TEXT EXCERPT:
□ □ □ □

Agrippa Hull (1759–1848) was an African-American patriot who served as an orderly to Tadeusz Kościuszko, a Polish military officer, engineer and nobleman, for five years during the American Revolutionary War. He served for a total of six years and two months. After the war, he received a veteran's pension. It was signed by George Washington, and he treasured it for the rest of his life. Born free in Northampton, Massachusetts, in 1759 in the middle of the Seven Years' War, Hull became the most significant black landowner in Stockbridge, where he lived after the Revolutionary War. He lived to the age of eighty-nine.

Early life, education, military service
At eighteen years old, Hull enlisted in 1777 for six years to fight with the Patriots. For nearly five years, he was a personal aide for Tadeusz Kościuszko, the Polish engineer and nobleman who was essential to Continental defences. He also assisted the medical corps in caring for the sick and wounded. In the last two years, he worked with doctors and was trained to perform simple operations, including amputations of body parts and fixing broken bones.

Impressed with Hull and other African Americans in the Continentals, Kościuszko became a strong supporter of abolitionism. In 1798 Kościuszko named his friend Thomas Jefferson as executor of his will; he intended to use his American estate to purchase freedom for black slaves, including those of Jefferson, and provide them with vocational training and land to be able to provide for themselves and their families. But, after he died in 1817, neither the elderly Jefferson nor another executor carried out his plans. The funds were eventually transferred in 1852 to his heirs in Poland.

□ □ □ □

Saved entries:

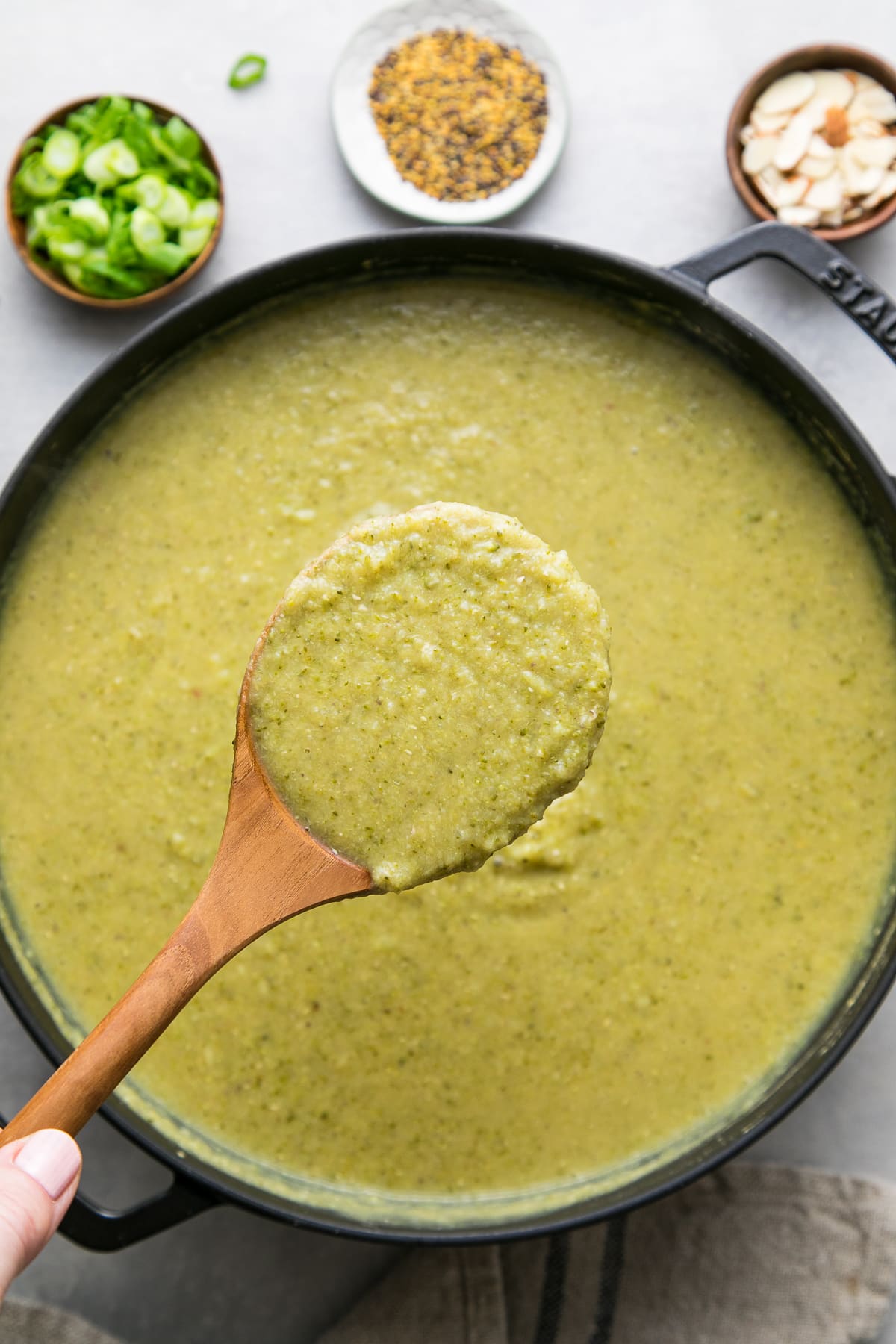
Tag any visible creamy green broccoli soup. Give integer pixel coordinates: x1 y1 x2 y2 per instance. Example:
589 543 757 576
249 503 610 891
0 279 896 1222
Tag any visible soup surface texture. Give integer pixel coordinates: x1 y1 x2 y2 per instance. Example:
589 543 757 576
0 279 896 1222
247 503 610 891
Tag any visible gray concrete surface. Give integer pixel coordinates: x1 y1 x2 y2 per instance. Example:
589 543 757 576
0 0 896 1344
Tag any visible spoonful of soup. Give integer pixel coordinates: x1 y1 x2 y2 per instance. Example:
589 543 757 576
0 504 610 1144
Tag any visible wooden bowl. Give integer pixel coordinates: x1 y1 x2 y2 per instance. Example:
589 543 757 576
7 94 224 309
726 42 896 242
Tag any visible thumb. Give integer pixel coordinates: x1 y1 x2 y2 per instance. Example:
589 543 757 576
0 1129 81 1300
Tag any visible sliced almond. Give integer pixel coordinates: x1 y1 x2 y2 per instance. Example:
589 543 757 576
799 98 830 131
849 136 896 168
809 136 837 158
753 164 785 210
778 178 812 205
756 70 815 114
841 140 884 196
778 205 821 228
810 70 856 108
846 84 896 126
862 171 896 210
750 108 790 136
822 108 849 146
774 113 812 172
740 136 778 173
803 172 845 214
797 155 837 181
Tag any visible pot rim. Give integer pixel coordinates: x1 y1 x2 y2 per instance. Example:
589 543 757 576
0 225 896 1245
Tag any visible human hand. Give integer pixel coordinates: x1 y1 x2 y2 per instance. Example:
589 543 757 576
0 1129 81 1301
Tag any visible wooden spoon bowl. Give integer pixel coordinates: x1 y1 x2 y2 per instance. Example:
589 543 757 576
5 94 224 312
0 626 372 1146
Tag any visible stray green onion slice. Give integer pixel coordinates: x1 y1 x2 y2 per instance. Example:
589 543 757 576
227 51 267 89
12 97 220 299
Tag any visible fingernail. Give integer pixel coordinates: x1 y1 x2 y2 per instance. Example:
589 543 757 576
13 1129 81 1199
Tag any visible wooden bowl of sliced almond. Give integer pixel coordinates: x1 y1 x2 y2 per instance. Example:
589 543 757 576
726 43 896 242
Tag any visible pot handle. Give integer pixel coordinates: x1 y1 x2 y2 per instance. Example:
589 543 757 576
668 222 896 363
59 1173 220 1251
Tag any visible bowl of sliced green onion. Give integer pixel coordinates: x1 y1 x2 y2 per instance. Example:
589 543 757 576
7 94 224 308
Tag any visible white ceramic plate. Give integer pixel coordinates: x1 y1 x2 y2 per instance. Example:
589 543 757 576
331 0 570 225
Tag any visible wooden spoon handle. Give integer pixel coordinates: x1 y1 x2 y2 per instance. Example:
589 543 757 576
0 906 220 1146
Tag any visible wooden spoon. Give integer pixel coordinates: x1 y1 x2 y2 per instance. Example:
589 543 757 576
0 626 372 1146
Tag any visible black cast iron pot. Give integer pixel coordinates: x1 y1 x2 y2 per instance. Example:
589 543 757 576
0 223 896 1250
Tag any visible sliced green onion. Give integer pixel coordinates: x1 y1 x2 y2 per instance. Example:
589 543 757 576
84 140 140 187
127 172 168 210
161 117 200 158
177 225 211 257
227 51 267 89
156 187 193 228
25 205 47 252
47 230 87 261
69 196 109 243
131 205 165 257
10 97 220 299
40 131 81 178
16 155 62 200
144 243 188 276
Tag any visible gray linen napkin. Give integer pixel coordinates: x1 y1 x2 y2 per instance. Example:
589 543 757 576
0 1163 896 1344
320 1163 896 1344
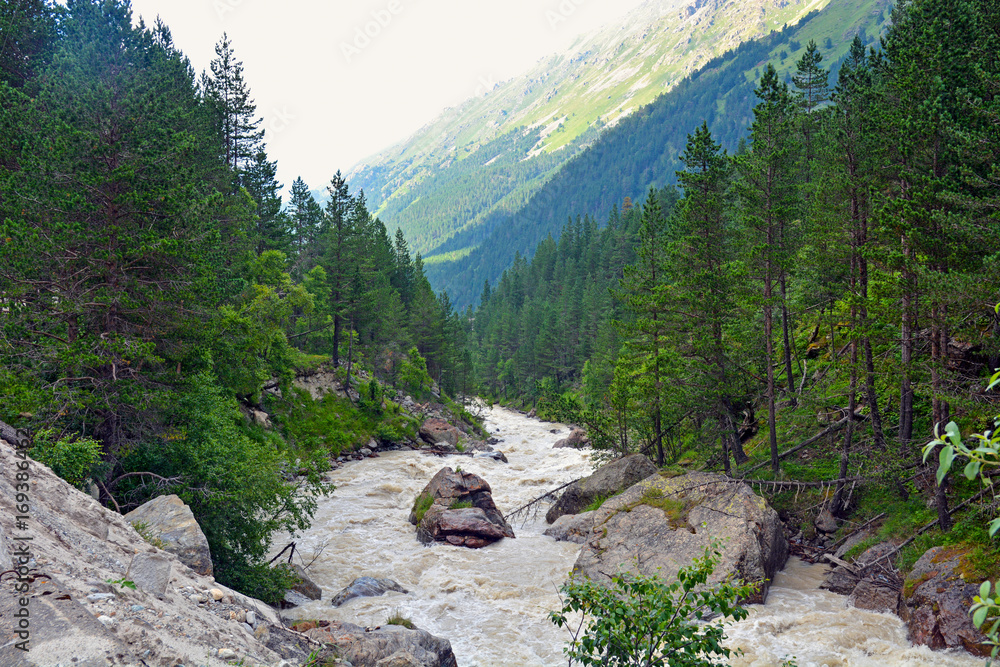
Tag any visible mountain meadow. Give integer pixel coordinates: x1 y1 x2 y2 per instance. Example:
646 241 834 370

□ □ □ □

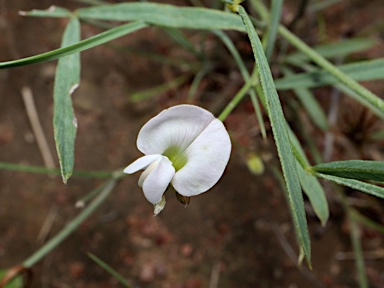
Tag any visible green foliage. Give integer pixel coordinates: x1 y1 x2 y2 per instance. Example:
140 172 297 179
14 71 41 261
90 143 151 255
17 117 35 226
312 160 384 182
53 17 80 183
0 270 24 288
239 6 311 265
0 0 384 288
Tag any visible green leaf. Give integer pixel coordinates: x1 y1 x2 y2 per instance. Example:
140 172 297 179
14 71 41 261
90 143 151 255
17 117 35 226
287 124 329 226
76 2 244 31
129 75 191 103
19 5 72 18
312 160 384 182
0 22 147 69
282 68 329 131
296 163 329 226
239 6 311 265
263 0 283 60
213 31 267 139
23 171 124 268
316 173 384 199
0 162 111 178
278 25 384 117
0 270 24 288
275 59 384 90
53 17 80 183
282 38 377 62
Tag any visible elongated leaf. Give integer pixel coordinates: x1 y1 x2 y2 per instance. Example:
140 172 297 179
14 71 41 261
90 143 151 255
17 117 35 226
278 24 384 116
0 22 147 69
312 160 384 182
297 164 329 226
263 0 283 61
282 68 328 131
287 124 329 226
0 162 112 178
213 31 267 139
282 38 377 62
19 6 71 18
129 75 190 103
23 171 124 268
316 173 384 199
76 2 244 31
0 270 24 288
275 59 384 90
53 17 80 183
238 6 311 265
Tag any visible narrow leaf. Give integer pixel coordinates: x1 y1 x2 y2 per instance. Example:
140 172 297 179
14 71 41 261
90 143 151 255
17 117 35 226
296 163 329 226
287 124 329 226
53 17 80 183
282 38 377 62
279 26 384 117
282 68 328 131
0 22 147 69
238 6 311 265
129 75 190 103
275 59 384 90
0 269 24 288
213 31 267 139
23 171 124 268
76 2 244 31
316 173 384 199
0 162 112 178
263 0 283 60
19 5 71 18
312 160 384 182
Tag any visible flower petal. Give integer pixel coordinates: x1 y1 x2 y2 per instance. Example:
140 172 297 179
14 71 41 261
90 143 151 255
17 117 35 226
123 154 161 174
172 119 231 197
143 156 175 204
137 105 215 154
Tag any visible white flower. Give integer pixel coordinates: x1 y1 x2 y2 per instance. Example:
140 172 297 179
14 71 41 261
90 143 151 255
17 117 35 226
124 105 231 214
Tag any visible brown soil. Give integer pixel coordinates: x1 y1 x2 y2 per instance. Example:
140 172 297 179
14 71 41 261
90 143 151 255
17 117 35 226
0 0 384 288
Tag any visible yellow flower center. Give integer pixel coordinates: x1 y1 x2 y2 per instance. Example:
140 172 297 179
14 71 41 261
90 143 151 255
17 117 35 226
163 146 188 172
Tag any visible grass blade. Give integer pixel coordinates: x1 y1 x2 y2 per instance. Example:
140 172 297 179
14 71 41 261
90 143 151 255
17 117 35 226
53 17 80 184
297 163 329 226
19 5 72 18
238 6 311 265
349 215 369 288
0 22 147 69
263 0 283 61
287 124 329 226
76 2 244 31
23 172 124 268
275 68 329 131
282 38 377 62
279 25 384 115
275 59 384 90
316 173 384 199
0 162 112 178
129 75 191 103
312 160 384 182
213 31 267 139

□ □ □ □

THINGS TO DO:
A. According to the Agrippa Hull passage, in what town and state was Hull born?
B. Print the portion of the Agrippa Hull passage that begins at the words "Agrippa Hull (1759–1848)" and stops after "age of eighty-nine.".

YOUR RESPONSES:
A. Northampton, Massachusetts.

B.
Agrippa Hull (1759–1848) was an African-American patriot who served as an orderly to Tadeusz Kościuszko, a Polish military officer, engineer and nobleman, for five years during the American Revolutionary War. He served for a total of six years and two months. After the war, he received a veteran's pension. It was signed by George Washington, and he treasured it for the rest of his life. Born free in Northampton, Massachusetts, in 1759 in the middle of the Seven Years' War, Hull became the most significant black landowner in Stockbridge, where he lived after the Revolutionary War. He lived to the age of eighty-nine.